# [Consigne]
Pour chacune des affirmations suivantes, indiquez par oui ou par non si elle concorde avec le texte sur le chou, et citez mot pour mot les termes du texte qui permettent de trancher. (a) Selon les Anglais, on naît dans le persil. (b) Le chou de Bruxelles est planté plus tôt que le cabus. (c) Les textes consacrés au chou le présentent surtout de façon négative.

# [Texte proposé]
════════════════

Notez qu'on ne naît pas seulement dans les choux. On naît aussi par les cigognes ou encore par les puits. On dit qu'au fond des puits, des enfants attendent un corps disponible pour s'incarner. Jocelyne Bonnet cite des noms de puits, en Alsace, qui sont très évocateurs.

Les Anglais, eux, ont décidé que l'on naissait dans le persil. Là, je ne comprends pas car le persil a toujours servi aux faiseuses d'anges qui pratiquaient des avortements. Il servait aussi pour la contraception mais apparemment pas pour la fécondité. D'autre part, il est emménagogue.

Ce qui va nous intéresser ici, c'est le chou cabus, - ou encore chou quintal - nommé cabus, sans doute parce qu'il est le seul légume qui pousse la tête en avant.([5])  "Cabus" vient de "tête".
En Wallonie, on les appelle simplement "cabus".

Le chou est un légume ambigu. Il est associé aux soins corporels, mais il sent aussi le soufre qu'il contient abondamment. Ainsi, lié aux forces infernales, il pousse encore quand la nature est morte et fournit, en hiver, une nourriture substantielle.
Même le chou de Bruxelles, planté plus tard que le cabus, se récolte pendant tout l'hiver.
Les textes qu'on peut lire sur le chou le présentent plutôt d'une manière positive. 

Un symbole ambigu.

Il symbolise bien l'union du masculin et du féminin. Il est composé d'un trognon (tronc) qui fait sa colonne vertébrale, et d'un ensemble de feuilles enveloppantes qui font sa chair. Le mot "trognon" semble être une alliance du mot "trogne" et "tronquer", ce qui est en rapport avec le visage. Dire de quelqu'un qu'il a une "trogne" ou une "tronche" de chou, ce n'est pas très valorisant.

On raconte que le cardinal de Richelieu n'était pas très sympathique et avait mauvais caractère. Un jour où il devait aller rendre visite à je ne sais quelle communauté, la personne chargée de prononcer le discours de bienvenue n'arrivait pas à le préparer. Elle se dit alors que le cardinal avait une trogne de chou. Elle eut l'idée de préparer son discours en se plaçant devant un gros chou qu'elle avait mis sur sa table de travail. C'est ainsi que les idées lui vinrent plus facilement.

════════════════

# [Entrées du corpus]
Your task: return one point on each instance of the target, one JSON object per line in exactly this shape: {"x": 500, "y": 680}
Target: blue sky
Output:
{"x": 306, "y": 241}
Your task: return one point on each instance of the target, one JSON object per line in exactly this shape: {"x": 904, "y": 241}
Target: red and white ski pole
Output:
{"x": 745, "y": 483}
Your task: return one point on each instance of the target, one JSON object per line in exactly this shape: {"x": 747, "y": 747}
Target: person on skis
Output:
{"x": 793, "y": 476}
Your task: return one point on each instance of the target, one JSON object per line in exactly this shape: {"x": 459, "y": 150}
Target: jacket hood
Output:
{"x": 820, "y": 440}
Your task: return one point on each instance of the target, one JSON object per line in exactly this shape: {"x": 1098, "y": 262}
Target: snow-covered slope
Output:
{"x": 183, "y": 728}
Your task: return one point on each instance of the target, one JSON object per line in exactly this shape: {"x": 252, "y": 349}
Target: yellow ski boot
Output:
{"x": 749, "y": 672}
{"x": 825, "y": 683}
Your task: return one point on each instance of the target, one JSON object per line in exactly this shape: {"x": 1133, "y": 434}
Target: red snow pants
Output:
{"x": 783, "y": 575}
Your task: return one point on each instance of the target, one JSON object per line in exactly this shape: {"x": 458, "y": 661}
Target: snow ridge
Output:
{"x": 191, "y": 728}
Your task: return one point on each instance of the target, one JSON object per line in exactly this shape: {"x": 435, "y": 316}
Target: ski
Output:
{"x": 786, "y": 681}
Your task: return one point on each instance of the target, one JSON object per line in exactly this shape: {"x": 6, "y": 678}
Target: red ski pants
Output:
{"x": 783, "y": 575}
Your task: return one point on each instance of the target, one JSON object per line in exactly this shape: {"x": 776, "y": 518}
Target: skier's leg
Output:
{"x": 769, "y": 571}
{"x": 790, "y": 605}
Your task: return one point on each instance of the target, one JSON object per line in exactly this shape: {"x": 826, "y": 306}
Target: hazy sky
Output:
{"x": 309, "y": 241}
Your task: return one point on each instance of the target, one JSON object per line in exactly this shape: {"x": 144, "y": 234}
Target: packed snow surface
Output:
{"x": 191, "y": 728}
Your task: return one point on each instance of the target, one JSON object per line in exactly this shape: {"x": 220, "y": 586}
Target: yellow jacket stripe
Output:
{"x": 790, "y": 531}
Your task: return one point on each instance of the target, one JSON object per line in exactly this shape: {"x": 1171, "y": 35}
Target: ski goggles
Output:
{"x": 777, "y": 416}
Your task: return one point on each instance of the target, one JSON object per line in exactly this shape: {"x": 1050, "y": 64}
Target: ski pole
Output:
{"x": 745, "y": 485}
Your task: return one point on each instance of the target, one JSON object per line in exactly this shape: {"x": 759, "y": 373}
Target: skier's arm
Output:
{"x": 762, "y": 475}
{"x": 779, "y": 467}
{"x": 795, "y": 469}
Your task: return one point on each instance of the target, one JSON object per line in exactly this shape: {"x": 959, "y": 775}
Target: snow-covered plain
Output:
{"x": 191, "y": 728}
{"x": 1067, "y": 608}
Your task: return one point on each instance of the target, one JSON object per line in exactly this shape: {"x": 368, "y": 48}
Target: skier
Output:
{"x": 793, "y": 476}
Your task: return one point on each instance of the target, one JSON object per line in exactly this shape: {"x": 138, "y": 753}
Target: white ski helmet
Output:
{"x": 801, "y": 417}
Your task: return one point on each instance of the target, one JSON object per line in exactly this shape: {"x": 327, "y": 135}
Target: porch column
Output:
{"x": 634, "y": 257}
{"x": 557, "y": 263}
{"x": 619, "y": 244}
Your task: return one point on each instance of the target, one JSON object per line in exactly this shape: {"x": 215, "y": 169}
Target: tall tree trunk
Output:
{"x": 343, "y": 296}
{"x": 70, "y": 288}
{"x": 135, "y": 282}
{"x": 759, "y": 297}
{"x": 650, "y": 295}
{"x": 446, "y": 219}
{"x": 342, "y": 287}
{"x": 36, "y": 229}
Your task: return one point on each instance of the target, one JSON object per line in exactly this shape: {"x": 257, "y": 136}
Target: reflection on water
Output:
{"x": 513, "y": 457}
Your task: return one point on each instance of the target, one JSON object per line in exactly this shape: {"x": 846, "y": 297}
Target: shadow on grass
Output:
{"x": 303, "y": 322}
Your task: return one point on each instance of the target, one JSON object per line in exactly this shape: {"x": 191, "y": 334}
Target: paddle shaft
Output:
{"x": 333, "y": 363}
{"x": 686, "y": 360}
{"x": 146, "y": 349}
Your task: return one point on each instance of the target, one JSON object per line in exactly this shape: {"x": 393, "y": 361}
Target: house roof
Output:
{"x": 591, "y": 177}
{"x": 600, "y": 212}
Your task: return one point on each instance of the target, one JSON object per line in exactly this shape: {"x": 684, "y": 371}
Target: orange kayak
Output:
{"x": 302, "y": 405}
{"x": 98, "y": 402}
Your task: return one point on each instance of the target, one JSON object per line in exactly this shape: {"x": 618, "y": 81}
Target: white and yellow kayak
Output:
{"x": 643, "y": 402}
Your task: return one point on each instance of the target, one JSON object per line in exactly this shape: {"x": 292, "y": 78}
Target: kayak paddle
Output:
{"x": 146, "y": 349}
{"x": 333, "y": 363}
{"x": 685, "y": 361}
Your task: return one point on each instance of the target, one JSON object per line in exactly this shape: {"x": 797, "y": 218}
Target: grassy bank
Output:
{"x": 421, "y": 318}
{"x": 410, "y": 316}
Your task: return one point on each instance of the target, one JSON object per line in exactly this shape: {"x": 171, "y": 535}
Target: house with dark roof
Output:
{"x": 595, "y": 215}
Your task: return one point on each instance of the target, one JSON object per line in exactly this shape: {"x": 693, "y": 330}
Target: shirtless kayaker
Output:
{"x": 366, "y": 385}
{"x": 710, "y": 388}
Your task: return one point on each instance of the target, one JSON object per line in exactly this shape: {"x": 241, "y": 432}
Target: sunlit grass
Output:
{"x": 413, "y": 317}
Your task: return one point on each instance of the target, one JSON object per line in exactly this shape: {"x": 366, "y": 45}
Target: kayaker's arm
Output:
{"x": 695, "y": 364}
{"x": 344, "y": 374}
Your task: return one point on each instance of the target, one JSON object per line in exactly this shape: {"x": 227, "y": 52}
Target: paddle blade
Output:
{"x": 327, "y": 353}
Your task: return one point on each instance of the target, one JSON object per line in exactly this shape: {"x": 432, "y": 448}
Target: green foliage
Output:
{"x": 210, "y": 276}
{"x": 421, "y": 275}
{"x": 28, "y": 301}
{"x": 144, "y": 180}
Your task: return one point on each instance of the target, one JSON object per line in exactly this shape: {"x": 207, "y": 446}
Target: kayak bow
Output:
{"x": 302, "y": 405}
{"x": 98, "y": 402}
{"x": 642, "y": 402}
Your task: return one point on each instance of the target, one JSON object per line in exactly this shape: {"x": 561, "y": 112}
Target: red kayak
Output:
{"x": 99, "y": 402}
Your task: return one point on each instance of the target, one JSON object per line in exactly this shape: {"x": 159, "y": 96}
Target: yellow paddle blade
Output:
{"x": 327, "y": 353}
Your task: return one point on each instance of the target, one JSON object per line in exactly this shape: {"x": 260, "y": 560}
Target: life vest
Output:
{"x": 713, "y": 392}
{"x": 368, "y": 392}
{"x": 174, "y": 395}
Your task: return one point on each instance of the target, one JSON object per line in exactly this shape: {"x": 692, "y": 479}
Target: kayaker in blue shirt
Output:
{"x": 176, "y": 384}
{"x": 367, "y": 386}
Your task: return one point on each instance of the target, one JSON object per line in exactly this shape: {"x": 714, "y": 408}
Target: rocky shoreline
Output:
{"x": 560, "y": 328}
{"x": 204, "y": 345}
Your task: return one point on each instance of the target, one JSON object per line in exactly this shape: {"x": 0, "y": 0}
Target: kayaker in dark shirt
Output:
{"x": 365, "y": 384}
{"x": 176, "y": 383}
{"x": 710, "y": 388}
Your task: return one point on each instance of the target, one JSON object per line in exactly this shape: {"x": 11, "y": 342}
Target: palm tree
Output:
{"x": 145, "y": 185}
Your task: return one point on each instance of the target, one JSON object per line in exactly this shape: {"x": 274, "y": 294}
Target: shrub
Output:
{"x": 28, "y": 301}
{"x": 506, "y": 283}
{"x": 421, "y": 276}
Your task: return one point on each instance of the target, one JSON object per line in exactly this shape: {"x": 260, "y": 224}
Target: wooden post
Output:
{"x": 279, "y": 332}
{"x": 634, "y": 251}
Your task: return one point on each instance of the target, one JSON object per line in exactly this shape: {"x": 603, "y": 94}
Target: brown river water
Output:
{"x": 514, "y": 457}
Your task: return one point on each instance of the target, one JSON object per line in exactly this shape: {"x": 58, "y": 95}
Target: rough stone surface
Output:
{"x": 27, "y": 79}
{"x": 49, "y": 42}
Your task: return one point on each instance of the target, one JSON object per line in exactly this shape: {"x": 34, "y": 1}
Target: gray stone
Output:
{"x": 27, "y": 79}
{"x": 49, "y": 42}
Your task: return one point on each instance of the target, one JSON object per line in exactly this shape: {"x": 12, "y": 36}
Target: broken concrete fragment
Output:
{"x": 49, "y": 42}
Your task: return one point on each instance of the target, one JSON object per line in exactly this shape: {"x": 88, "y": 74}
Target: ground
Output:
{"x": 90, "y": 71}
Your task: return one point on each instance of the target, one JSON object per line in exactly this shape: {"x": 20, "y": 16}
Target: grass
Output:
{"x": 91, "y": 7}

════════════════

# [Corrigé]
(a) Oui : « Les Anglais, eux, ont décidé que l'on naissait dans le persil. »
(b) Non : « Même le chou de Bruxelles, planté plus tard que le cabus, se récolte pendant tout l'hiver. »
(c) Non : « Les textes qu'on peut lire sur le chou le présentent plutôt d'une manière positive. »